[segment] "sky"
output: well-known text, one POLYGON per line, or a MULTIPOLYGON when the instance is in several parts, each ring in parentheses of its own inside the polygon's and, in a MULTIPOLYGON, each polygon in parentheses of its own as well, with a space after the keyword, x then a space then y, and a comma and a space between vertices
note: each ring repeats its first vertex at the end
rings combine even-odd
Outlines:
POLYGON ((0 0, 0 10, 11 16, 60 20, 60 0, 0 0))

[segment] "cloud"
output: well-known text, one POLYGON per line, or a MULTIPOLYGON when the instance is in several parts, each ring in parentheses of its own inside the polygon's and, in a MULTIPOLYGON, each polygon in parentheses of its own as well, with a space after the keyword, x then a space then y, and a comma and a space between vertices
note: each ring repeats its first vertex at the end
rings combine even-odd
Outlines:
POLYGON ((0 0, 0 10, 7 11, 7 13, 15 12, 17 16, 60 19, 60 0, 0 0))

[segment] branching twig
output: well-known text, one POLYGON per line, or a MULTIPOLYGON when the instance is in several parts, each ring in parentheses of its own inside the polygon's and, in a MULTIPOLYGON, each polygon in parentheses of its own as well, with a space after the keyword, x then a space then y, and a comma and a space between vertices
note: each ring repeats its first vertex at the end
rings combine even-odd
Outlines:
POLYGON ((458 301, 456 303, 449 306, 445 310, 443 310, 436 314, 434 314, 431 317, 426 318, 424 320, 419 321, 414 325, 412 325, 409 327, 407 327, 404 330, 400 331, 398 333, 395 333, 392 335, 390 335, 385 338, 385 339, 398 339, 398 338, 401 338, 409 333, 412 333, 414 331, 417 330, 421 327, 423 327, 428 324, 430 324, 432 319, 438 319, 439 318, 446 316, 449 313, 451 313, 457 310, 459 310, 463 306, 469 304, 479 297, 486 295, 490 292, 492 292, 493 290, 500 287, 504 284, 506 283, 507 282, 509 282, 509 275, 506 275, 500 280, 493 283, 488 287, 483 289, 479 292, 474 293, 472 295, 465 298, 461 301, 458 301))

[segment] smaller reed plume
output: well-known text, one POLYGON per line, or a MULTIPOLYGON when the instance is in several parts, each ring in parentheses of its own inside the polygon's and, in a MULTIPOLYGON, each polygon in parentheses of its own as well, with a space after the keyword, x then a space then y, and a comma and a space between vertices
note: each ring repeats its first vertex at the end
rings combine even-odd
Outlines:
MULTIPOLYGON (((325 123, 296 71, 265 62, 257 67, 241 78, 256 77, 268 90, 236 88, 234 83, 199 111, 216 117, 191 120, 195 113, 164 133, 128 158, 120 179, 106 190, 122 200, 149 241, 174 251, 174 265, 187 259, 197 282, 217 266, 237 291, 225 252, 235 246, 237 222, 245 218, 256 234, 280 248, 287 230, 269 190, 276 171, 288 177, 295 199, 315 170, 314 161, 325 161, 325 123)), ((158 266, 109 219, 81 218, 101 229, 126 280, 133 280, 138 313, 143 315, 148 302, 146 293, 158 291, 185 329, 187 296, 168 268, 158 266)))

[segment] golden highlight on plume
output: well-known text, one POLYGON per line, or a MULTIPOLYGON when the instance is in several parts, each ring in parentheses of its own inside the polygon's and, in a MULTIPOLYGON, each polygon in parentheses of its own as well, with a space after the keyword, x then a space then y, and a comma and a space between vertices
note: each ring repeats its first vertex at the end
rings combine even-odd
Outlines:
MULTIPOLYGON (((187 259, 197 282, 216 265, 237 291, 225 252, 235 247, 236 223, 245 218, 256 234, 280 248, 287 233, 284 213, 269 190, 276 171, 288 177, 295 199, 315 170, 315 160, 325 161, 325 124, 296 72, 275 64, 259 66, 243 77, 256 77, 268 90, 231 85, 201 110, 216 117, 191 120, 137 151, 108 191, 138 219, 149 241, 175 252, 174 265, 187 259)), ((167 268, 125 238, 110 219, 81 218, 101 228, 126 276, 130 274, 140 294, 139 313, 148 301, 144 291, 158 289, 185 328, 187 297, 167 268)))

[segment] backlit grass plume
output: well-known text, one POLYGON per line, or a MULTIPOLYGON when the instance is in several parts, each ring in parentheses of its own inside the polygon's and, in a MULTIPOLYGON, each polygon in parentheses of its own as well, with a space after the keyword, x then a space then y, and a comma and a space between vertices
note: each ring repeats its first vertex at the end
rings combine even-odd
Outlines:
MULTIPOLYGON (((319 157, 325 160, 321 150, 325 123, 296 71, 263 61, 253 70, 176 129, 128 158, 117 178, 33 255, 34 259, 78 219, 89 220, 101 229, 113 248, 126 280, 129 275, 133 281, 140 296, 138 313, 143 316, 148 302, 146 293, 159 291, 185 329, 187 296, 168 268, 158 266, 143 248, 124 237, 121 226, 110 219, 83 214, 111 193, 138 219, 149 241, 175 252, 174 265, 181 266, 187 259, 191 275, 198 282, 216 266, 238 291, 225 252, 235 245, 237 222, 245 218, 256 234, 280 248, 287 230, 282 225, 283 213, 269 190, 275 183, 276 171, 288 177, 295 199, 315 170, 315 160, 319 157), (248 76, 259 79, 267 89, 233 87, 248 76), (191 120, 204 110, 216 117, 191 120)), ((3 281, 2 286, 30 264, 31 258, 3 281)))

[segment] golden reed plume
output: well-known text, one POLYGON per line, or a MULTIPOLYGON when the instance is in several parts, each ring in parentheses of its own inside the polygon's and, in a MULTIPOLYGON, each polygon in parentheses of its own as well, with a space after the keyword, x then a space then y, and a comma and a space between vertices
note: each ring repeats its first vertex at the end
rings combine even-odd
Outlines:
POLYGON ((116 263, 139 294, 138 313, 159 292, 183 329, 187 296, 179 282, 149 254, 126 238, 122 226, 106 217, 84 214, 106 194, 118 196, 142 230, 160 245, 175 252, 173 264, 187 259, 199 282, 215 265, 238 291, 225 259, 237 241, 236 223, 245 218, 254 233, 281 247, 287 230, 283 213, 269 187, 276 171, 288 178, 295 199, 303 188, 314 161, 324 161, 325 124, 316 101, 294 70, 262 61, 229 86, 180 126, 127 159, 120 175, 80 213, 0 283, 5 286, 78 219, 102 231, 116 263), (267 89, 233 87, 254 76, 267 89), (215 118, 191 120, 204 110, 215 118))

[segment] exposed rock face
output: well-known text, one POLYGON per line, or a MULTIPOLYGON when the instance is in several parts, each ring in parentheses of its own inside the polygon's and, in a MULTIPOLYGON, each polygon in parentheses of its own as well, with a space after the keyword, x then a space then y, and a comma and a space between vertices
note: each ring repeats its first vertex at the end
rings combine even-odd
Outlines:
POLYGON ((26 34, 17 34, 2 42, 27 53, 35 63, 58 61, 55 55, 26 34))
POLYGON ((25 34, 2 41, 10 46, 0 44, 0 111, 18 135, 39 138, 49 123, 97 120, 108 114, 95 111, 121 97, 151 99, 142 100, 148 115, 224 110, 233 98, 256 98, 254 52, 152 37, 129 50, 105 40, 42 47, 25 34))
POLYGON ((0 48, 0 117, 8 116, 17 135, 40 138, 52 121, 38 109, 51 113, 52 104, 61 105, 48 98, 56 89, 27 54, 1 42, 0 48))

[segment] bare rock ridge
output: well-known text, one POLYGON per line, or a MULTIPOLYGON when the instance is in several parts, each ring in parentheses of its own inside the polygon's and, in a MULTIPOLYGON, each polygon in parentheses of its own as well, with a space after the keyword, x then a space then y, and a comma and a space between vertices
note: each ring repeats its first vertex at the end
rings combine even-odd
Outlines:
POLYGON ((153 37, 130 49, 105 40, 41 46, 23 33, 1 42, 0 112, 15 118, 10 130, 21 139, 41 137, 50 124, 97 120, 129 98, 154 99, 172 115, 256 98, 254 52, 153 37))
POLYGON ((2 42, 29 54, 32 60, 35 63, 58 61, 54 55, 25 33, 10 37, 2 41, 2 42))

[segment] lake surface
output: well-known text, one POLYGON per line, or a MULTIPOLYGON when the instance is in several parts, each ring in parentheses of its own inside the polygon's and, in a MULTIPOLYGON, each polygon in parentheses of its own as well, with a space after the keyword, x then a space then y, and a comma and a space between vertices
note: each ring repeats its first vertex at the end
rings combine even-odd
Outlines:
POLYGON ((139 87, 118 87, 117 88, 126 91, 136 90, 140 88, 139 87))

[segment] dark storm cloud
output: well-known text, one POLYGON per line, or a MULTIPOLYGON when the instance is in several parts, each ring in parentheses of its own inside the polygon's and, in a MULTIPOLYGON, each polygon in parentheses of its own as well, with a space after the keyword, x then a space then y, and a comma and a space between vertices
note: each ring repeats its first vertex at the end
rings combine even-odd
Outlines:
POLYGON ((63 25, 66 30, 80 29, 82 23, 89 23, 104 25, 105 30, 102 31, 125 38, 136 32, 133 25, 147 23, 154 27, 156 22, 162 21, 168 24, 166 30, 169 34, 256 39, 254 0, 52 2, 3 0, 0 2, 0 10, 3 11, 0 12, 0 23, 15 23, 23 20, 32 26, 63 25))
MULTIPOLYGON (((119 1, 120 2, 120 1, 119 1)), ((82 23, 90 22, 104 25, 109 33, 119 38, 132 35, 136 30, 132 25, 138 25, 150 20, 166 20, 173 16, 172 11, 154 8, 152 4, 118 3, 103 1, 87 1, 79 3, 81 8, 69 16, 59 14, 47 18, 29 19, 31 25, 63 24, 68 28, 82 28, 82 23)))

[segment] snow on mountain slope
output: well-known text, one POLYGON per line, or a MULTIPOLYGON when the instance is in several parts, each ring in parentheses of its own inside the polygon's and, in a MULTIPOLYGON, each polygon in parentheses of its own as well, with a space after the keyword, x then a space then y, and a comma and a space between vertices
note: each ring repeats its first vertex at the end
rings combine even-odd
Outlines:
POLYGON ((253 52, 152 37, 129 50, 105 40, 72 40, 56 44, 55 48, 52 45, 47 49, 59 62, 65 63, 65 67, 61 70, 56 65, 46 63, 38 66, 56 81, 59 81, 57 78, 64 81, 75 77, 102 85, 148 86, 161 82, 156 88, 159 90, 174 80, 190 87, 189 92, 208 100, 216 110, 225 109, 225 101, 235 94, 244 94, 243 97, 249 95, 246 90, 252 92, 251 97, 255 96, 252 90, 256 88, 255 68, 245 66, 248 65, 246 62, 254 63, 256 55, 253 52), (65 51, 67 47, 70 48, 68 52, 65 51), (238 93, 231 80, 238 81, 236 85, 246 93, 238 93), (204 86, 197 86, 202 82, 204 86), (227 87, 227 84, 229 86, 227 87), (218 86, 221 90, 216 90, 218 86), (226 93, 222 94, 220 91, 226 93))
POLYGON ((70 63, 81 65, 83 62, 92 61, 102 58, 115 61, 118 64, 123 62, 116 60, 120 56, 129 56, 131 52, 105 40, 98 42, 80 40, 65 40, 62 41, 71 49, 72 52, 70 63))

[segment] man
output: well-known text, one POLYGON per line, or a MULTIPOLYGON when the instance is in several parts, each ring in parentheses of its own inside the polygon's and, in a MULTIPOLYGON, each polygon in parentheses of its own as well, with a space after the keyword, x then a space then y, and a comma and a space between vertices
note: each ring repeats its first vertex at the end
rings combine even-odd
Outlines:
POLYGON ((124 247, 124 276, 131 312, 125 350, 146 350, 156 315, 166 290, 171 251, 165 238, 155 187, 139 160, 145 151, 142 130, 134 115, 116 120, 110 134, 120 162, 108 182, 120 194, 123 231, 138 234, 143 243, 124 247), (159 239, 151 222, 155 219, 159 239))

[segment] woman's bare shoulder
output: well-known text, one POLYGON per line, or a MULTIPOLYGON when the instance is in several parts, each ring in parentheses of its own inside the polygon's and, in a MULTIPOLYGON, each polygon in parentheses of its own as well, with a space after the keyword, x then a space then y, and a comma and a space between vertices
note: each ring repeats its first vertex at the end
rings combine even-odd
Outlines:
◆ ◆ ◆ ◆ ◆ ◆ ◆
Given task: Render the lines of the records from the line with "[segment] smaller reed plume" to the line with "MULTIPOLYGON (((187 259, 197", both included, as a numbered list, omitting blank lines.

Result for this exercise:
1. [segment] smaller reed plume
2. output: well-known text, one POLYGON per line, or a MULTIPOLYGON when the instance is in several parts, each ring in parentheses of its own inside the polygon's and, in a MULTIPOLYGON, each polygon in parentheses of its own as well, with a space after the keyword, x then a space then y, and a comma and a space between vertices
3. note: each ring repeats its first vertex at the end
4. rings combine even-odd
5. Outlines:
6. MULTIPOLYGON (((325 123, 296 71, 265 62, 257 67, 241 78, 256 77, 268 90, 236 88, 234 83, 199 111, 216 117, 191 120, 195 113, 164 133, 128 158, 120 179, 106 190, 122 200, 149 241, 174 251, 174 265, 187 259, 197 282, 217 266, 237 291, 225 252, 235 246, 237 222, 245 218, 256 234, 280 248, 287 230, 269 190, 276 171, 288 177, 295 199, 315 170, 314 161, 325 161, 325 123)), ((158 266, 109 219, 81 218, 101 229, 126 280, 133 280, 138 313, 143 315, 148 302, 146 293, 158 291, 185 329, 187 296, 168 268, 158 266)))
7. [segment] golden highlight on plume
8. output: well-known text, one POLYGON per line, or a MULTIPOLYGON when the instance is in several parts, each ring in parentheses of its own inside the polygon's and, in a MULTIPOLYGON, each polygon in parentheses of its own as well, with a space after the keyword, x then a space then y, and a comma and a space between vertices
9. note: each ring repeats its first vertex at the end
10. rings combine even-odd
11. Outlines:
12. MULTIPOLYGON (((187 259, 197 282, 216 265, 237 291, 225 252, 235 247, 236 223, 245 218, 256 234, 280 248, 287 233, 284 213, 269 190, 276 171, 288 177, 295 199, 315 170, 315 160, 325 161, 325 124, 296 72, 275 64, 259 66, 243 77, 256 77, 268 90, 231 85, 201 110, 216 117, 191 120, 137 151, 108 191, 138 219, 149 241, 175 252, 174 265, 187 259)), ((167 268, 125 238, 110 219, 81 218, 101 228, 126 276, 130 274, 140 294, 139 313, 148 301, 144 291, 158 289, 185 328, 187 297, 167 268)))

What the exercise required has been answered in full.